What to work on:
Please list every existing model that the PMoET abstract below says its proposed architecture follows.

Passage for review:
PMoET: Going Wider than Deeper using the Parallel Mixture-of-Experts Transformer for 3D Hand Gesture Recognition
Conférence : Communications avec actes dans un congrès international
Mistral AI (Artificial Intelligence) Startup has released MixtralTransformers based on a Mixture of Experts layer (MoE). MoE architectures
have gained prominence in both Large Language Modeling (LLM) and Computer
Vision due to their ability to scale efficiently by dynamically selecting an
ensemble of specialized sub-models (a group of experts) for different inputs
rather than using the entire model for every input to optimize the overall
performance with a constant computational cost. Following Mixtral
Transformers, GSHard, GLaM, and Switch Transformer, we propose the
“Parallel Mixture-of-Experts Transformer (PMoET)” that coupled with Spatial
Linear Layer (SLL) and use parallel Mixture of Experts (MoE) layers for going
wider instead of deeper in traditional Transformer. PMoET model could be
scaled along width using parallel MoE layers instead of a single Feed-Forward
Network (FFN) layer in traditional Transformer. Using MoE architecture for
graph learning of 3D dynamic skeleton-data for 3D hand gesture recognition can
provide significant benefits due to the model’s ability to handle complex and
varied 3D skeleton data efficiently. For this purpose, Decoupling spatial and
temporal graph learning using a PMoET model by integrating parallel MoE
layers into parallel configuration is an advanced approach for recognizing 3D
hand gestures. By focusing on both the spatial configuration of the hand and the
temporal dynamics of gestures, the PMoET architecture provides a robust and
efficient solution for complex gesture recognition tasks. Finally, to evaluate the
PMoET performance, conducting extensive experiments on SHREC’17 dataset
provides strong evidence of PMoET effectiveness. PMoET improves the overall
performance, the training stability and reduces the computational cost.
Experiments show the efficiency and superiority of the PMoET model variants,
particularly PMoET Model 4, which surpasses the state-of-the-art (SOTA) performance achieved by DG-STA method.

Dataset excerpts
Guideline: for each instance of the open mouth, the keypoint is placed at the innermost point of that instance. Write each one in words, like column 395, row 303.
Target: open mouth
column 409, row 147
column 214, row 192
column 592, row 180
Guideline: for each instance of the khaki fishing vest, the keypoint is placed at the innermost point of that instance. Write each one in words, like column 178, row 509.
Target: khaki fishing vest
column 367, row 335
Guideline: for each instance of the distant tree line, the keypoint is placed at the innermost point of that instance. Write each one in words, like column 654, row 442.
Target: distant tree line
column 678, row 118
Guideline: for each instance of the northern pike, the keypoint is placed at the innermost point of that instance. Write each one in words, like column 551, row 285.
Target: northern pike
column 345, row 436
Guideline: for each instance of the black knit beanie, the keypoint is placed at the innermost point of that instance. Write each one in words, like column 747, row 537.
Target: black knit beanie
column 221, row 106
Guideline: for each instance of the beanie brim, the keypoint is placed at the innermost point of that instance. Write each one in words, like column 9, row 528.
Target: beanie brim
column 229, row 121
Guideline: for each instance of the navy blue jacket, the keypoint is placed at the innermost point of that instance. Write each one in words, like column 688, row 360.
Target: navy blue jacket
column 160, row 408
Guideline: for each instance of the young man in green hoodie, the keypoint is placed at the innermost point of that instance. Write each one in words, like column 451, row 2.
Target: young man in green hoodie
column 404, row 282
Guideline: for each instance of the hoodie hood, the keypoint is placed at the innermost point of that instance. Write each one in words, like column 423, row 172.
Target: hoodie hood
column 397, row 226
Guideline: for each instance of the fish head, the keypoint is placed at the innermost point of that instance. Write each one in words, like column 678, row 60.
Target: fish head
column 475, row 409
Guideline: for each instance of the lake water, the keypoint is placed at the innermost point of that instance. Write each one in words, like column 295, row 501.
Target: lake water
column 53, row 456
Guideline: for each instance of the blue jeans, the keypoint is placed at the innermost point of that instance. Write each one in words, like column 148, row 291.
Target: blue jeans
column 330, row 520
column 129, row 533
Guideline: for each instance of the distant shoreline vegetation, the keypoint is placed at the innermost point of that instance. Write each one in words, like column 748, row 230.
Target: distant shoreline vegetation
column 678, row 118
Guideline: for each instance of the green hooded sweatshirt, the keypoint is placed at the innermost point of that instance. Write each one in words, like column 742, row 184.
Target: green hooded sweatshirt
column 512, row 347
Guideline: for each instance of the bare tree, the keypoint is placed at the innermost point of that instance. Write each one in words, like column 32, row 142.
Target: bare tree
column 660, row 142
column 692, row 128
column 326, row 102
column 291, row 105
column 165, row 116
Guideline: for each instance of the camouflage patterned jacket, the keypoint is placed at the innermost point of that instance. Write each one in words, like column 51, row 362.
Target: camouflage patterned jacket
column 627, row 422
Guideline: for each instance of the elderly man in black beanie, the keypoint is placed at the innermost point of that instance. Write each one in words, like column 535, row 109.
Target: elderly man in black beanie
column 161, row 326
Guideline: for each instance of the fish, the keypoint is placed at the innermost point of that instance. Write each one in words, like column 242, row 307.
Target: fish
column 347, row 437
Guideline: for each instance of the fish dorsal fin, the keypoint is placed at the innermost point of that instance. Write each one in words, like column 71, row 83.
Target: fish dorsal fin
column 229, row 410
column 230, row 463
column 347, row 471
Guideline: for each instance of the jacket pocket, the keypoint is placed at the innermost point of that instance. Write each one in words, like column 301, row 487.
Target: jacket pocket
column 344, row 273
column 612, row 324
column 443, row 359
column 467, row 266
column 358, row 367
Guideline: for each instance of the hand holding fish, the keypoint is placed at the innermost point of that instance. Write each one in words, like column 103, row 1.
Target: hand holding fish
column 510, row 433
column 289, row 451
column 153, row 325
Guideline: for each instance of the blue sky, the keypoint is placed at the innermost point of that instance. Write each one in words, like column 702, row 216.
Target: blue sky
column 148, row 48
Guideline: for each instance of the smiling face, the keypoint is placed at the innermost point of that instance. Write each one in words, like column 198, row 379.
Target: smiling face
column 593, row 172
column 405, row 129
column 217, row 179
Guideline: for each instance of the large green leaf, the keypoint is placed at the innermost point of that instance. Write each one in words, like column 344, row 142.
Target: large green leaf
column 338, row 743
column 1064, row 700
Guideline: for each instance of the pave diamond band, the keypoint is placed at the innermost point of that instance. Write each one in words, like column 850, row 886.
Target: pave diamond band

Task answer:
Mixtral Transformers, GSHard, GLaM, Switch Transformer